## TEXTO FORNECIDO
★ ★ ★

O pesquisador também defende a necessidade de deixar de encarar as fake news apenas como simples mentiras e explica que um elemento muito característico desse discurso é partir de um dado verdadeiro para construir um argumento falso. Esse dado muitas vezes é superdimensionado, pinçado de uma situação excepcional e tomado como universal, transformando-se em um risco iminente em toda parte.
Exemplos dessa estratégia são os eventos adversos graves da vacinação, registrados em proporções raríssimas, porém explorados pelos antivacinistas. O Centro de Controle de Doenças dos Estados Unidos, por exemplo, observou apenas 11 casos de miocardite entre as mais de 8 milhões de doses da vacina da Pfizer aplicadas em crianças com idade entre 5 e 11 anos, no início da vacinação contra a covid-19 nessa faixa etária. Nenhuma dessas crianças morreu e todas se recuperaram. Mesmo assim, a miocardite é frequentemente citada como um perigo da vacina em mensagens antivacinistas, que ignoram que a própria covid-19 causa o mesmo problema de saúde com uma frequência 16 vezes maior.

★ ★ ★

## DADOS PARA ANÁLISE
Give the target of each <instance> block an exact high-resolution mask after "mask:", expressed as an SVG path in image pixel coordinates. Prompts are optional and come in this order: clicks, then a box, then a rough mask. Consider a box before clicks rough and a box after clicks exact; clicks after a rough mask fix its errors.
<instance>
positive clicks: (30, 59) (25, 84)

★ ★ ★

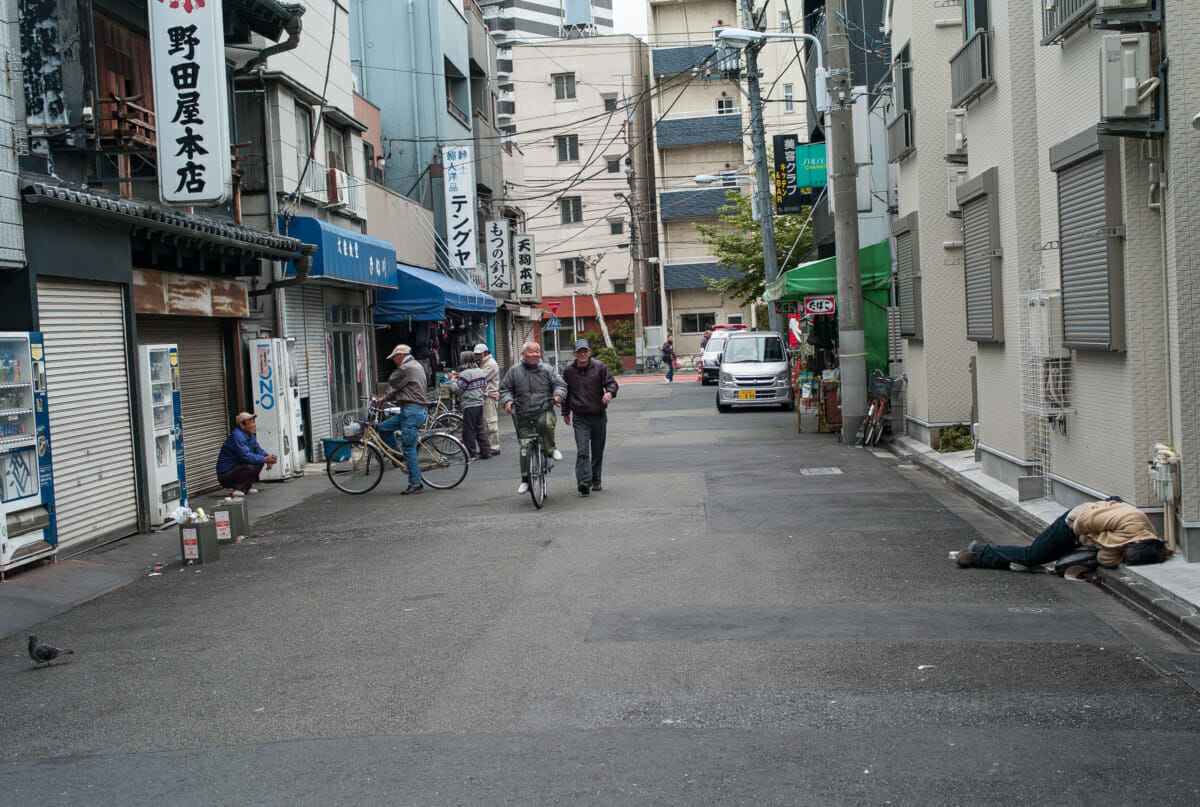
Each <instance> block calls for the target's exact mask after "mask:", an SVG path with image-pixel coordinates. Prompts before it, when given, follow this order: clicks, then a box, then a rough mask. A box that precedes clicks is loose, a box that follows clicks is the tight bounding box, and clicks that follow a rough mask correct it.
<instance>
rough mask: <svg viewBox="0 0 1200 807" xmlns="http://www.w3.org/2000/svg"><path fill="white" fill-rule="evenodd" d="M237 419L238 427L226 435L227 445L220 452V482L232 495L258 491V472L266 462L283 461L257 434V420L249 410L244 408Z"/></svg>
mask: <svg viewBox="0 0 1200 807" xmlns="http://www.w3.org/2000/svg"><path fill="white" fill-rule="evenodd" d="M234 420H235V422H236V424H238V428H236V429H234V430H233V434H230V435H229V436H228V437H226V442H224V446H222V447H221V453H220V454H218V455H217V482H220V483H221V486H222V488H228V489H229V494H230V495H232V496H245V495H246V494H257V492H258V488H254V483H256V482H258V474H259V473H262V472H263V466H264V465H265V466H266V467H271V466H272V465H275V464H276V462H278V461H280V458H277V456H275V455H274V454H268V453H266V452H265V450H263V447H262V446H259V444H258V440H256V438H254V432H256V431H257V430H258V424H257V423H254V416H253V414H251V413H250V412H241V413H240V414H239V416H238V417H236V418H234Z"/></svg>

★ ★ ★

## APLIQUE A LEITURA
(a) Repita um trecho do texto sobre fake news: comece nas palavras "O pesquisador também" e pare depois de "em toda parte.".
(b) De acordo com o texto sobre fake news, quantos casos de miocardite o Centro de Controle de Doenças dos Estados Unidos observou entre as doses da vacina da Pfizer aplicadas em crianças de 5 a 11 anos?
(c) Retome o texto sobre fake news a partir do ponto em que ele termina.
O material não tem relação com o texto sobre fake news.

## LISTA DE RESPOSTAS
(a)
O pesquisador também defende a necessidade de deixar de encarar as fake news apenas como simples mentiras e explica que um elemento muito característico desse discurso é partir de um dado verdadeiro para construir um argumento falso. Esse dado muitas vezes é superdimensionado, pinçado de uma situação excepcional e tomado como universal, transformando-se em um risco iminente em toda parte.

(b) Apenas 11 casos.

(c)
“Uma notícia falsa não é uma mentira, é uma máquina narrativa cuja finalidade é produzir um afeto”, afirma João Cezar. “É uma produção de afeto com a retórica do ódio, para a monetização do medo. A extrema direita monetiza o pânico que ela mesma produz. Cria a demanda e oferece o produto. É um modelo de negócio perfeito”, afirma.
A produção de afeto e o fluxo permanente de desinformação, com o passar dos anos, construíram o que o pesquisador chama de dissonância cognitiva coletiva — nome complexo que descreve um comportamento que muitos brasileiros testemunham em suas relações pessoais. Refugiando-se em conteúdos extremistas nas plataformas digitais, os consumidores fiéis de fake news têm suas crenças reforçadas a todo momento e ficam cada vez mais refratários ao contraditório e a fatos que invalidam suas ideias. O efeito disso é o compartilhamento de uma realidade paralela, completamente interpretada com a lente da desinformação.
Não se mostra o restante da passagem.